What this task involves » Where an entry contains a picture, omit the picture and repeat the rest exactly.

Input for this task »
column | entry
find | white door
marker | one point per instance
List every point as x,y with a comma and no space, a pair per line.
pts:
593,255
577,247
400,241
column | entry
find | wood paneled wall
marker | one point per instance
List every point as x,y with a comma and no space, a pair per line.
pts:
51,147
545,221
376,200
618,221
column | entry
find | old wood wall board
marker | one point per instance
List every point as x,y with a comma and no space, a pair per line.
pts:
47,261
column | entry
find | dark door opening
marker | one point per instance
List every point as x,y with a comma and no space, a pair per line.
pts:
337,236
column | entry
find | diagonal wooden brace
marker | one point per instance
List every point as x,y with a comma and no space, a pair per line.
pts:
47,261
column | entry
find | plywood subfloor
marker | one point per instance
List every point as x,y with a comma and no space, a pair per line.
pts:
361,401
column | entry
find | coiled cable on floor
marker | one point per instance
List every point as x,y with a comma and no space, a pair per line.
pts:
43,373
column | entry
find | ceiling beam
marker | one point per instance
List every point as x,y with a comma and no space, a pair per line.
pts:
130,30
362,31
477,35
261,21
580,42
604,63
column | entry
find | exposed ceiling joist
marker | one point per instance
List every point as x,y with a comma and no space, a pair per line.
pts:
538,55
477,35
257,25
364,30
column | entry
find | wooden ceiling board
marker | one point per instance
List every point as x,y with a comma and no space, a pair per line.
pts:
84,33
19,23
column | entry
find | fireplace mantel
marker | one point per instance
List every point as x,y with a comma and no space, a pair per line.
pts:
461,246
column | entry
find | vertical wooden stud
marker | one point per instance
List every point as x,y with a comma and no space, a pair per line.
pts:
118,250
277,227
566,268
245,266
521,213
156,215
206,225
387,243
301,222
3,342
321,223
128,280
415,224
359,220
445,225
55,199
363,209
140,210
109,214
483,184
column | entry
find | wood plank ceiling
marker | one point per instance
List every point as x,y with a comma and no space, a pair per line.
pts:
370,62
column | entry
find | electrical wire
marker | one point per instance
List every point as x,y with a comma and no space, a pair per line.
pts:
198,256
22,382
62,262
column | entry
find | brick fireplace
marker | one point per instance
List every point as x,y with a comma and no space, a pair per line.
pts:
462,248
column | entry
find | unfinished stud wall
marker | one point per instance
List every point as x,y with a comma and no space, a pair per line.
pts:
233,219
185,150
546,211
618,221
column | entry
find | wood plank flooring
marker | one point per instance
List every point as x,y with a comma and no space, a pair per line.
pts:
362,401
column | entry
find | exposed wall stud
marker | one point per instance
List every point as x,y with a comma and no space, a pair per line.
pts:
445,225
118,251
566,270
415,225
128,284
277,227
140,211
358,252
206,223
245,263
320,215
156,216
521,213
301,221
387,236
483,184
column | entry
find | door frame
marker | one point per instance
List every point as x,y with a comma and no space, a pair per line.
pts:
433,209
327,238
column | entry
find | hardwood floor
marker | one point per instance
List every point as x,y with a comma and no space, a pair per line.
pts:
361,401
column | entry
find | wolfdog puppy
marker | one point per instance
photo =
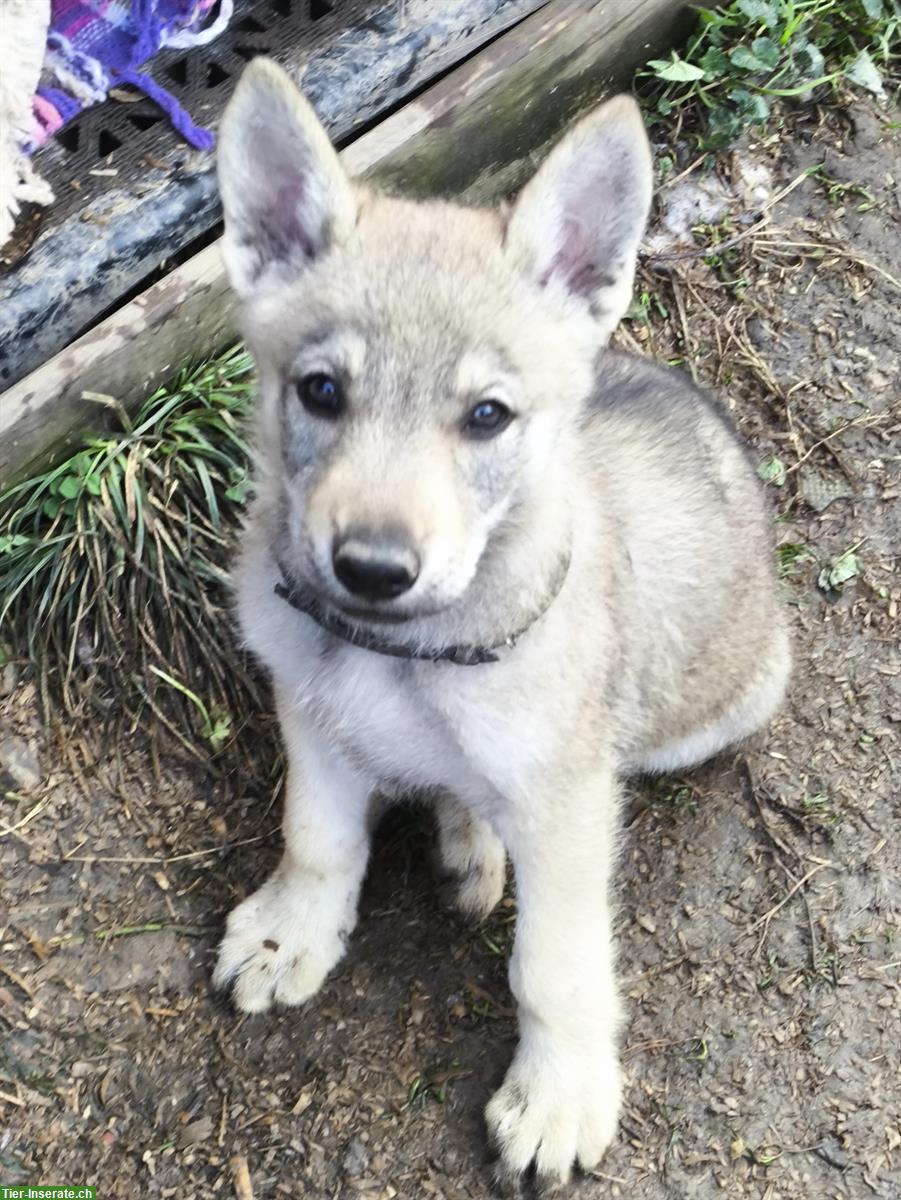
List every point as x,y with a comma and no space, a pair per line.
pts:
487,561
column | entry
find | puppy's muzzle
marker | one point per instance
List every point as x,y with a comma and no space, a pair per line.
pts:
374,564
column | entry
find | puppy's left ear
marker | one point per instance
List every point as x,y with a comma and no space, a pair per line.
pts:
284,195
578,221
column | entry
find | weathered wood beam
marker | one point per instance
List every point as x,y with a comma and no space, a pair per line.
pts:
474,135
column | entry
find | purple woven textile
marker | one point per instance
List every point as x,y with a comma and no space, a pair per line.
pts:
95,45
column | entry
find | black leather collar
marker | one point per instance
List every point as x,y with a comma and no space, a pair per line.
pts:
305,601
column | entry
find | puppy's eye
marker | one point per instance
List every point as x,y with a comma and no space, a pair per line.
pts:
487,419
320,395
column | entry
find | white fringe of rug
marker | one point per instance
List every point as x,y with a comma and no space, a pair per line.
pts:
24,24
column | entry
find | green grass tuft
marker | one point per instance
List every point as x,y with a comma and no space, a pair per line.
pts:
112,563
749,54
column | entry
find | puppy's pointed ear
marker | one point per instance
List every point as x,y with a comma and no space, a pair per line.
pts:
580,220
284,195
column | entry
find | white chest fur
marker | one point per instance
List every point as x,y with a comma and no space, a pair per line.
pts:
476,731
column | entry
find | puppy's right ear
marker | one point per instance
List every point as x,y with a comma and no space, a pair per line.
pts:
284,195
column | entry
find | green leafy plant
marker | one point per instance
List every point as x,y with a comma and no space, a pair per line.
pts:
748,54
112,562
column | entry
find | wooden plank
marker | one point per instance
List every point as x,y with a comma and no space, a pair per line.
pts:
474,135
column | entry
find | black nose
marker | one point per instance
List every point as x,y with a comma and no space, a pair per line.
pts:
374,565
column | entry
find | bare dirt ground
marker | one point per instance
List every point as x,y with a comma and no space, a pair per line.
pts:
760,895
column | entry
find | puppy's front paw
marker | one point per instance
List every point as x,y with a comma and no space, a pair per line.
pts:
558,1105
282,941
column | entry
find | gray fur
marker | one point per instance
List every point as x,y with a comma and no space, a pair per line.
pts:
666,642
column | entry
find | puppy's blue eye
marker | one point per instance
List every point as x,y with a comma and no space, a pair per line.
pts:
320,395
487,419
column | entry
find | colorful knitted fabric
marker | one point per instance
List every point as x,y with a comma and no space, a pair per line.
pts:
96,45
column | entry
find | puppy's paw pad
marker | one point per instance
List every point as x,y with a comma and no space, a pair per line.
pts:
278,947
554,1114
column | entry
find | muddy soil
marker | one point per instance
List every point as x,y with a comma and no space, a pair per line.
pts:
760,897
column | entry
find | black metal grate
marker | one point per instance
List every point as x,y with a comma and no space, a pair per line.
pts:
128,137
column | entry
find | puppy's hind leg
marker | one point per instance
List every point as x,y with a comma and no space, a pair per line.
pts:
472,855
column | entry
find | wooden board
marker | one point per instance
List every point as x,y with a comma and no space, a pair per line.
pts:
474,135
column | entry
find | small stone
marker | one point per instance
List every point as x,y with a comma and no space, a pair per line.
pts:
356,1158
19,762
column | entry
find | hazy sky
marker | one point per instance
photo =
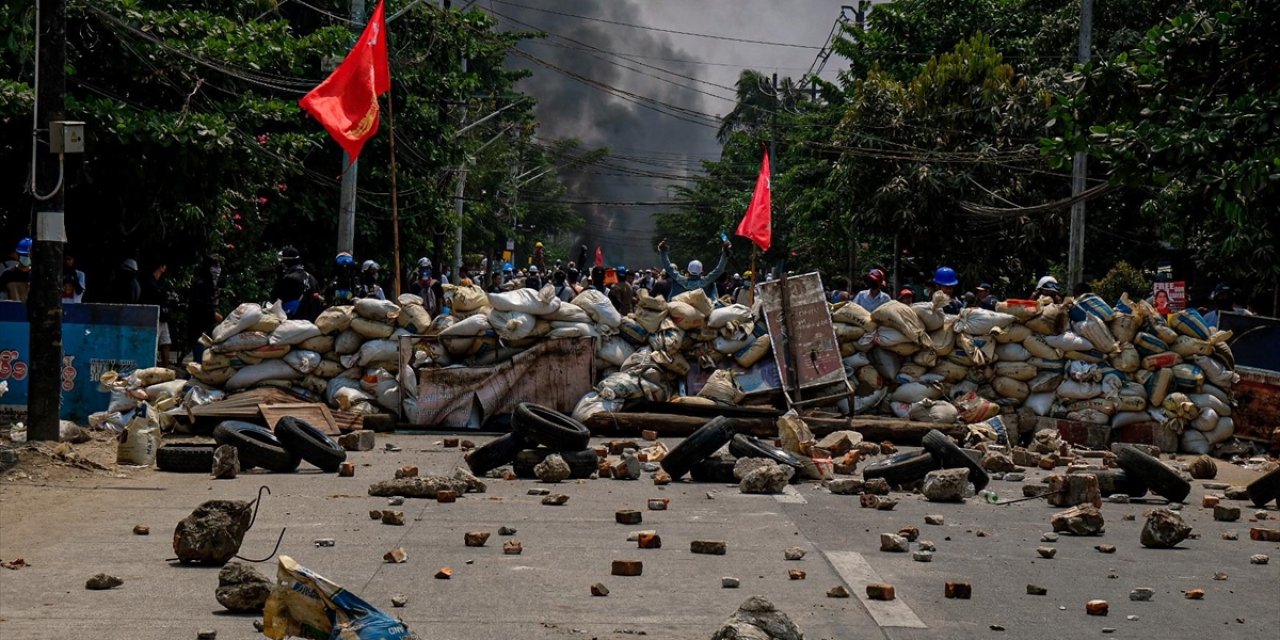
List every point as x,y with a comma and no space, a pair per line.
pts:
689,72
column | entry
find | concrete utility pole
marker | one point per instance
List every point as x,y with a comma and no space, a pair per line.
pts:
44,301
347,197
1079,167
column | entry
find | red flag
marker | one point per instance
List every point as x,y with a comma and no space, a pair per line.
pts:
346,103
755,223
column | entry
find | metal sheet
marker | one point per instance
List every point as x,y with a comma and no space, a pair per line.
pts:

Answer section »
column | entry
find | white door
marker | one point per instance
List every point as x,y with a comma and no space, a pair per line.
pts:
593,255
577,247
400,241
column | entry
find | wood paneled wall
marker | one point per instance
List every point as x,y with a comma and no space, a pair per line.
pts:
51,147
545,221
376,200
618,221
column | entry
find | old wood wall board
marker | one point per instance
List every point as x,y with a comma and no space, a pair per line.
pts:
47,261
column | entry
find | dark door opening
marker | one point per instance
List every point as x,y with a comma and no space, a pair per line.
pts:
337,236
column | entry
find | diagonal wooden brace
marker | one point per instance
List every point as x,y with a comma and no space, a pair per line.
pts:
47,261
column | entry
find | plywood subfloor
marker | one point per instance
List every point as x,y with a comma and no space, a pair per line.
pts:
361,401
column | entry
find | coiled cable on floor
marker | one point per instance
List every point as x,y with a comma and no space, a pair per line.
pts:
43,373
column | entry
find | ceiling beam
marker | one point per instance
List every point as x,y with a comma and no space, a pair per line.
pts:
130,30
362,31
477,35
261,21
580,42
604,63
column | entry
find | exposed ceiling joist
marker | one point per instance
List every point as x,y with a comma and no space, a pair per line.
pts:
538,55
477,35
257,25
364,30
column | entry
find | wooden ceiling board
marker | one point per instance
List every point as x,y with a comma and no space, a pair per line.
pts:
84,33
19,23
column | entry
find | fireplace mantel
marker | one point per instance
List every point as x,y with a comma and no space, a pair per line.
pts:
461,246
column | entry
find | vertical wooden stud
marker | one point per instance
List every point as x,y with a comma and no space, a pair per line.
pts:
118,250
277,227
566,268
245,266
521,213
156,215
206,225
387,243
301,222
3,342
321,223
128,280
415,224
359,220
445,225
55,199
363,209
140,210
109,214
483,184
column | entry
find | wood plank ceiling
marker | one point per instance
List every point as x,y with a comma and no space, a pair per line.
pts:
370,62
column | entry
find | electrical wire
marker | one point per instance
List every point as x,y with a comma and no space, a pair per line.
pts:
198,256
22,382
62,262
column | entry
find | brick fireplace
marker | one point per instance
List every point as x,y with a comma and no space, a pair per line.
pts:
462,248
column | entry
find | unfinished stud wall
marker | one point per instance
List every point as x,y with a comma and no space, a pair per line.
pts:
233,219
185,150
546,211
618,221
column | entry
find | wood plank flooring
marker | one point per instance
List every point as x,y with a comma and no space, a pair per line.
pts:
362,401
column | entry
find | exposed wall stud
marker | one point per instance
List every point as x,y with a comma and no space, a pair per line.
pts:
445,225
118,251
566,270
415,225
128,284
277,227
140,211
358,252
206,223
245,263
320,215
156,216
521,213
301,221
387,236
483,184
column | entry
find | door frame
marker | one point per instance
List every point as x,y with a comma and no space, a pair per line.
pts:
433,209
327,238
column | entry
find | hardwood floor
marker | one point per instance
List every point as x,y with a comma and no space, a pair per line.
pts:
361,401
column | entry
find | wolfdog puppy
marker | one point per instance
photo =
List every point as x,y with a comma and no space, a pair per line.
pts:
487,561
column | entry
find | puppy's muzzle
marker | one point per instance
List every point as x,y with a comma and no space, a pair per line.
pts:
374,564
column | entry
find | puppy's left ear
marker | one point per instance
List every point as x,y with a comma and no space, a pair per line.
pts:
284,195
578,221
column | entry
find | weathered wood beam
marker | one point per instance
List every point as x,y with a comma and no space, a pair per line.
pts:
474,135
column | entry
find | purple woven textile
marker | one point per instance
List every point as x,y with a comma and no space, a pair per line.
pts:
95,45
column | entry
find | black leather collar
marker | one point per instance
List every point as x,y with a comma and no space, a pair per line.
pts:
305,601
column | entry
find | puppy's eye
marker | one point per instance
List every point as x,y with a comma and no space, a pair per line.
pts:
487,419
320,395
column | entry
find | white fringe of rug
marker | one point per instance
List every point as x,y with a comma and no space, a pair per line.
pts:
24,24
column | entry
find | green grass tuft
marker | one point per instance
List every point as x,y with a comma and no space, a pair per line.
pts:
112,563
749,54
column | entry
find | puppy's pointed ear
marker | one point per instance
List every point as x,y with a comma and no space, a pair per line.
pts:
580,220
284,195
column | entry
find | white chest fur
marker | one point per instance
List every point as x,y with a comma and no space, a pair per line.
pts:
476,731
column | entry
find | puppy's right ear
marker | one point per instance
List every point as x,y with a comma and no space, a pair per line.
pts:
284,195
column | entry
find | green leafy plant
marker | one point per instance
List every point as x,y with a comma and no space, a pair per line.
pts:
748,54
112,562
column | entry
find | wooden plank
marker | one point per instance
List every point as x,y with a comma and no space, a pair per line.
pts:
474,135
column | entry
find | black nose
marker | one point per instance
List every point as x,y with a comma and no space, a pair per line.
pts:
374,565
column | entry
find | bare dirt ground
marker | one point per instance
List every point as x,y with a comma and no space, a pair per line.
pts:
760,895
column | entry
find | puppy's front paw
marker | one point per instance
List every point as x,y with a comma and no space, a pair per line.
pts:
558,1105
282,941
column | entry
find | gray fur
marker | one point per instance
List every point as x,y with a comma and no space, a pair per line.
pts:
666,642
column | entry
find | puppy's blue eye
marker | one point per instance
List every point as x,y with a comma and no space, a pair per line.
pts:
320,395
487,419
column | entry
find | colorful knitted fabric
marker | one point per instance
List every point as x,y with a comma and no space, a pair per line.
pts:
96,45
column | entry
find | puppy's paw pad
marker | one point per instance
List every point as x,y with a comma and no space, a pair per line.
pts:
278,947
554,1114
column | entry
find | muddy soil
marker | one point per instance
List every point as x,y with a comma and no space, a pair per line.
pts:
760,897
column | entry
find | black metal grate
marker | one point per instance
List every point as x,y with a comma and no space, a pair per line.
pts:
128,137
column | entry
find | puppy's hind leg
marker | one point per instance
List every point as x,y with a comma and no space, a pair per line.
pts:
472,855
column | entry
find | wooden board
marker | one point per instance
List every point as x,y with a comma and no space, a pair per line.
pts:
474,135
column | entry
find | small stone
marker | one point per instance
List every point as x,y with a comma and no space, a pair per line.
pts:
356,1158
19,762
column | entry
find | hazy sky
marker | one point per instance
photo =
List every point as x,y with a comma and no space, a pair per line.
pts:
689,72
column | entry
find | concrete utility pole
marker | one point per instance
List every point as x,y with a comma and no space, a pair per line.
pts:
44,301
347,197
1079,167
column | entry
find | red flag
marker | one point per instance
List every point as x,y with a comma and no space, a pair per line.
pts:
346,103
755,223
column | entry
find | metal sheet
marker | one point per instance
List every point as x,y with a comma and no space, a pair per line.
pts:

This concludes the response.